▸ **Raw data**:
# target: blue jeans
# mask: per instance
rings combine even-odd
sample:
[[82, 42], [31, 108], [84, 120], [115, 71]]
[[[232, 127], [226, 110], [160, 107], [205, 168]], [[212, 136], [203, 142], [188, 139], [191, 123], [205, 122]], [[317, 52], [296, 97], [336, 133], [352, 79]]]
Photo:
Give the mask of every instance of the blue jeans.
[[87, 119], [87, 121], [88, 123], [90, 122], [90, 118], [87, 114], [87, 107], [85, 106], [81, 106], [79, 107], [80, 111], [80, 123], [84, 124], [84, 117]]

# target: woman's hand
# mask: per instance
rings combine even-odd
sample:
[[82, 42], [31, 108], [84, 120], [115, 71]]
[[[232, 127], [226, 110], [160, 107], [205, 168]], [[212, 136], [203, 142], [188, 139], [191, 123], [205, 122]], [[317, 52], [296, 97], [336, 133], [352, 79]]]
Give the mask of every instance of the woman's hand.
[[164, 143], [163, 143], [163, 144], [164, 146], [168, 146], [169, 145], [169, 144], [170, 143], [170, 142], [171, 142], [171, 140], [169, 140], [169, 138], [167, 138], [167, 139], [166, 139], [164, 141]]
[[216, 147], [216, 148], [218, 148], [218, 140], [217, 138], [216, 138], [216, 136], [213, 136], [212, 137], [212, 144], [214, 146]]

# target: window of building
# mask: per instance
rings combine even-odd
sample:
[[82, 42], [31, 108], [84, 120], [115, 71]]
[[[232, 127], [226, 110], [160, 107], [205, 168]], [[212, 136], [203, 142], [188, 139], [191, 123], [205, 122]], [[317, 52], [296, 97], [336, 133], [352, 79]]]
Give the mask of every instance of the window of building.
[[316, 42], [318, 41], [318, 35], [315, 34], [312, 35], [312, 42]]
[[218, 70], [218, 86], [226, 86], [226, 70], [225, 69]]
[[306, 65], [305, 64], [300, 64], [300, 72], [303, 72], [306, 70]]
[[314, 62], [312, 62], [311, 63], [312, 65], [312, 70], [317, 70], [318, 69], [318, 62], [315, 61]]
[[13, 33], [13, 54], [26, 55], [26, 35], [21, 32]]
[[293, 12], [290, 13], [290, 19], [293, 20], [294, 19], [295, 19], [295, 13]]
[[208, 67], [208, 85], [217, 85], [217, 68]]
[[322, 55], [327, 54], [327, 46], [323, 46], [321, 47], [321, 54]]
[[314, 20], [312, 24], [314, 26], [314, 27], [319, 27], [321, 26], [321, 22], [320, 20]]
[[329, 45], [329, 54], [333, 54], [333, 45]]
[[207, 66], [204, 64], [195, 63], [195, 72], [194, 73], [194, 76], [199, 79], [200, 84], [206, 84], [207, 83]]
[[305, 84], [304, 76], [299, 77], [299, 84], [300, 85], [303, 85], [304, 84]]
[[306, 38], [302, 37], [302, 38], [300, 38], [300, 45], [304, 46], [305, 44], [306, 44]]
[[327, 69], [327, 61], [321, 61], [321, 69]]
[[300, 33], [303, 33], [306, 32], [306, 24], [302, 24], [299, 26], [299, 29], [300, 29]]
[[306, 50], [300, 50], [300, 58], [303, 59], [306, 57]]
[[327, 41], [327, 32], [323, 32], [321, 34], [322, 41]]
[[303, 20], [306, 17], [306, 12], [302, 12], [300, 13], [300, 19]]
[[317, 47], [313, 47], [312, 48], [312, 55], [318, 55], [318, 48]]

▸ **Task brief**: Reproduce the lines from the start of the records through the line containing "144], [214, 146]]", substituting "per object" for each occurrence of "per instance" and leaving everything else unchanged.

▸ **Task answer**:
# target: blue jeans
# mask: per object
rings combine even-odd
sample:
[[82, 42], [31, 108], [84, 120], [115, 71]]
[[[232, 127], [226, 110], [160, 107], [205, 168]], [[212, 136], [203, 142], [188, 139], [191, 123], [205, 122]], [[317, 52], [296, 97], [336, 133], [352, 79]]]
Photo:
Give the mask of every instance of the blue jeans.
[[87, 119], [87, 121], [88, 123], [90, 122], [90, 118], [87, 114], [87, 107], [85, 106], [81, 106], [79, 107], [80, 111], [80, 123], [84, 124], [84, 117]]

# target: woman's hand
# mask: per object
rings combine even-odd
sample:
[[82, 42], [31, 108], [84, 120], [115, 71]]
[[[232, 127], [226, 110], [160, 107], [205, 168]], [[212, 136], [203, 142], [188, 139], [191, 123], [205, 122]], [[317, 52], [296, 97], [336, 133], [352, 79]]]
Give the mask of every instance of the woman's hand.
[[164, 143], [163, 143], [163, 144], [164, 146], [168, 146], [169, 145], [169, 144], [170, 143], [170, 142], [171, 142], [171, 140], [169, 140], [169, 138], [167, 138], [167, 139], [166, 139], [164, 141]]
[[216, 147], [216, 148], [218, 148], [218, 140], [217, 138], [216, 138], [216, 136], [213, 136], [212, 137], [212, 144], [214, 146]]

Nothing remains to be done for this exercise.